Pick out every line of the listing below that contains the string "background", matching case exactly, and copy each of those lines.

Object point labels
** Begin **

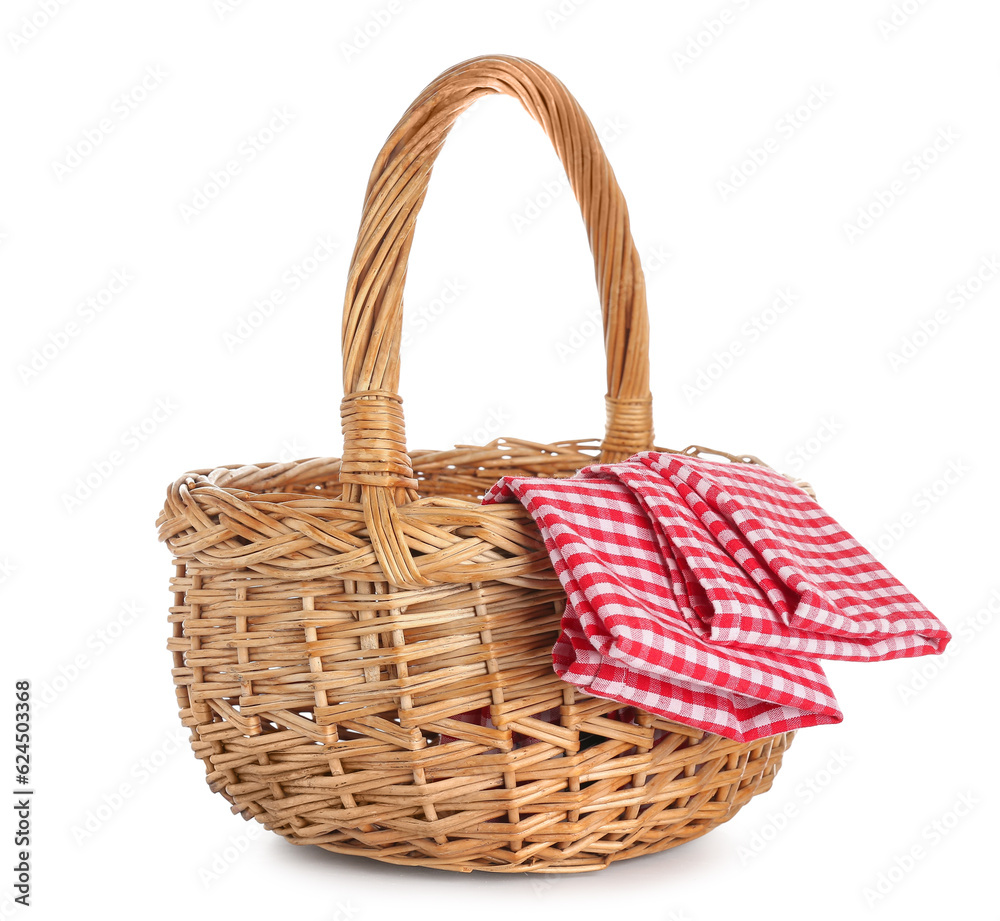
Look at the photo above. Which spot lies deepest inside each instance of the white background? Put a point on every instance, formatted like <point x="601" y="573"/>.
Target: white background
<point x="814" y="394"/>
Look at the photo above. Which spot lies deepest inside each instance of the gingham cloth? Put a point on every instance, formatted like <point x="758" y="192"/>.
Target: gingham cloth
<point x="704" y="591"/>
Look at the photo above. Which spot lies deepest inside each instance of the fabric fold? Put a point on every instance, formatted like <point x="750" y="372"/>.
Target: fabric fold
<point x="705" y="591"/>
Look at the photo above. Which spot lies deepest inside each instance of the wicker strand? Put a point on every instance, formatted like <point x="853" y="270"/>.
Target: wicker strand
<point x="374" y="442"/>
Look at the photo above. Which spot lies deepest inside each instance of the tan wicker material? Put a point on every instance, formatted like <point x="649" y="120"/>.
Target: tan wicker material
<point x="335" y="618"/>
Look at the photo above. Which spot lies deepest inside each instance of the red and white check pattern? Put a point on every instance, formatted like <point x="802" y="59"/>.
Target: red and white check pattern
<point x="704" y="591"/>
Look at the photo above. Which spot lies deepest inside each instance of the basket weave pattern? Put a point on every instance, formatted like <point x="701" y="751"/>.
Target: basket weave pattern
<point x="336" y="621"/>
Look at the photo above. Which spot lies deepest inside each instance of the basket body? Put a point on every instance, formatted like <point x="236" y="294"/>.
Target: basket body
<point x="363" y="651"/>
<point x="335" y="708"/>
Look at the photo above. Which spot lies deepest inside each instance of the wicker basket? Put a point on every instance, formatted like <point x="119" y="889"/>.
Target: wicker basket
<point x="362" y="651"/>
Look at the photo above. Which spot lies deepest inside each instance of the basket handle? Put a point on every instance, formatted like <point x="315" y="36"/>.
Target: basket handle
<point x="375" y="467"/>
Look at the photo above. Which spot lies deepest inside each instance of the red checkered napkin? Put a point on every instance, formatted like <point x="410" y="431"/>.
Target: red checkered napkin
<point x="703" y="591"/>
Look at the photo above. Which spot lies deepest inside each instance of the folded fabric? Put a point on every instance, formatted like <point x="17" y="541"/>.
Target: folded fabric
<point x="704" y="591"/>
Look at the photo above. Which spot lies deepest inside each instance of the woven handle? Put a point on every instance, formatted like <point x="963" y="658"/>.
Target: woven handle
<point x="375" y="467"/>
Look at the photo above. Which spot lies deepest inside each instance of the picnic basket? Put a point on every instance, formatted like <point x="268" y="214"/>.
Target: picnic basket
<point x="363" y="652"/>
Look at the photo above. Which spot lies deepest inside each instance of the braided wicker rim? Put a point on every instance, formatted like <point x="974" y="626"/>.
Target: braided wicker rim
<point x="363" y="652"/>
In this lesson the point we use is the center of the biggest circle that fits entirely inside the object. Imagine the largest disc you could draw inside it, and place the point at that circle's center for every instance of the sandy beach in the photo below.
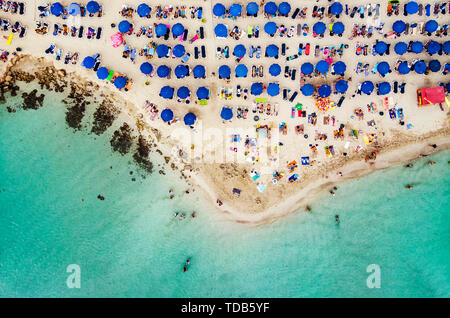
(212, 155)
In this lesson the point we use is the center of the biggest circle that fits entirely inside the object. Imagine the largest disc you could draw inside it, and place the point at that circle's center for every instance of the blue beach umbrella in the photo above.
(166, 92)
(143, 10)
(272, 50)
(270, 8)
(202, 93)
(167, 115)
(102, 73)
(270, 28)
(307, 89)
(162, 50)
(199, 71)
(224, 71)
(307, 68)
(339, 67)
(219, 10)
(189, 119)
(177, 29)
(146, 68)
(179, 50)
(239, 50)
(252, 8)
(401, 48)
(367, 87)
(120, 82)
(338, 28)
(384, 88)
(341, 86)
(274, 69)
(319, 27)
(284, 8)
(163, 71)
(92, 7)
(273, 89)
(256, 89)
(226, 113)
(221, 30)
(241, 70)
(183, 92)
(124, 26)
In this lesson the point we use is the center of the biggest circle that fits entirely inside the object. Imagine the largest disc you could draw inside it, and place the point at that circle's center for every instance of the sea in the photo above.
(390, 241)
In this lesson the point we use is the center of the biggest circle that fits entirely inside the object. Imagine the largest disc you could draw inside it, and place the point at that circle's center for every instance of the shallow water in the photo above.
(130, 244)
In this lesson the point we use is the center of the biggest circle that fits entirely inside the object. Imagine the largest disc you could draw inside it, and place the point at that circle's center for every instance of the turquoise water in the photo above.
(130, 245)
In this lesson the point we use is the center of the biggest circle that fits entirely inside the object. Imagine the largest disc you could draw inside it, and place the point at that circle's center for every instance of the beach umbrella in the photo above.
(92, 7)
(179, 50)
(336, 8)
(88, 62)
(183, 92)
(189, 119)
(383, 68)
(120, 82)
(181, 71)
(384, 88)
(252, 8)
(177, 29)
(273, 89)
(319, 27)
(401, 48)
(412, 7)
(202, 93)
(272, 50)
(163, 71)
(367, 87)
(199, 71)
(322, 67)
(102, 73)
(235, 10)
(417, 47)
(420, 67)
(239, 50)
(431, 26)
(162, 50)
(307, 89)
(224, 71)
(399, 26)
(56, 9)
(241, 70)
(324, 90)
(381, 47)
(403, 68)
(74, 9)
(434, 66)
(270, 8)
(221, 30)
(433, 47)
(274, 69)
(341, 86)
(307, 68)
(167, 115)
(270, 28)
(161, 30)
(256, 89)
(143, 10)
(284, 8)
(339, 67)
(146, 68)
(124, 26)
(166, 92)
(226, 113)
(338, 28)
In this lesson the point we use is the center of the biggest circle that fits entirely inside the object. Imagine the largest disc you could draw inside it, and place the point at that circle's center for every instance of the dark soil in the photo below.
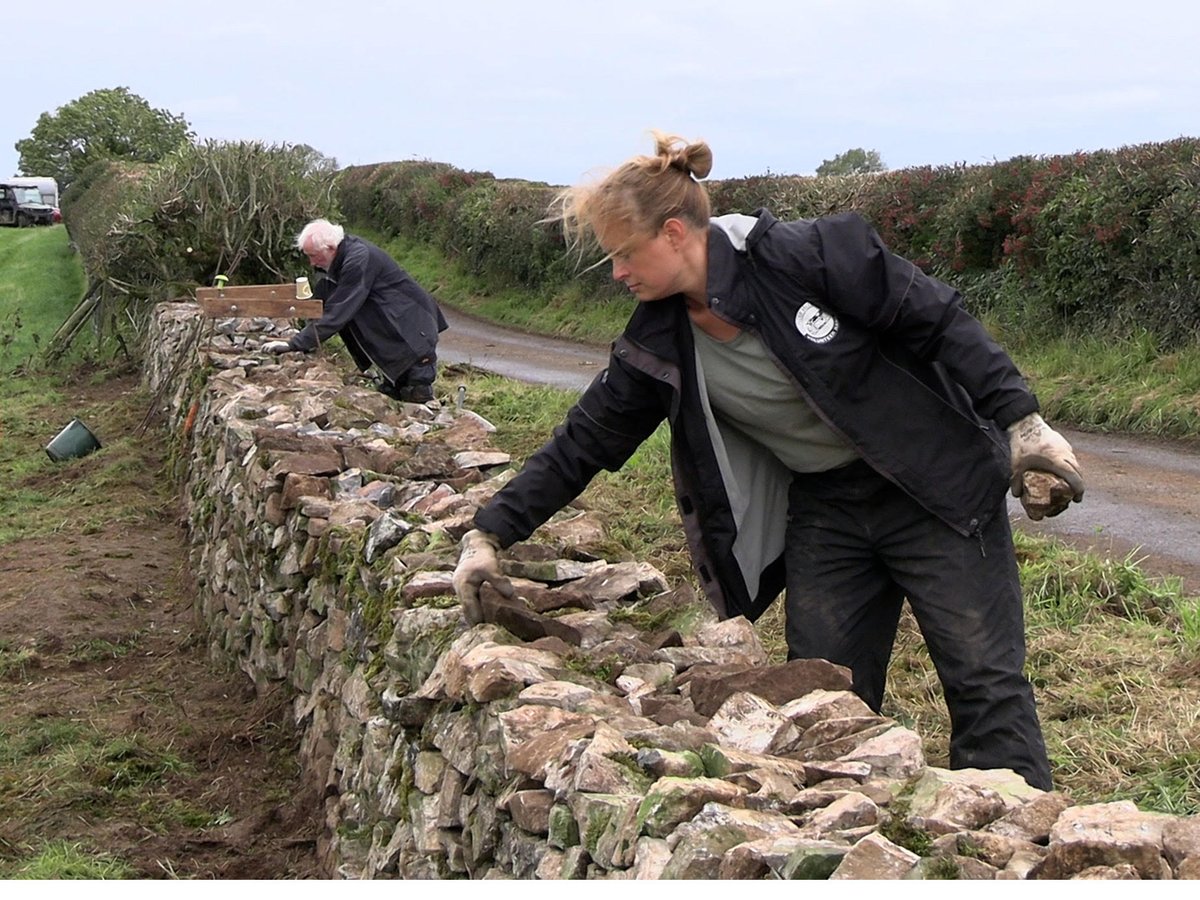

** End **

▶ **ANSWER TO THIS PROBLEM**:
Look at the photo above. Which spot lies deepest inside each instance of the white background? Put a point on every instance, formatted like <point x="601" y="573"/>.
Target: white background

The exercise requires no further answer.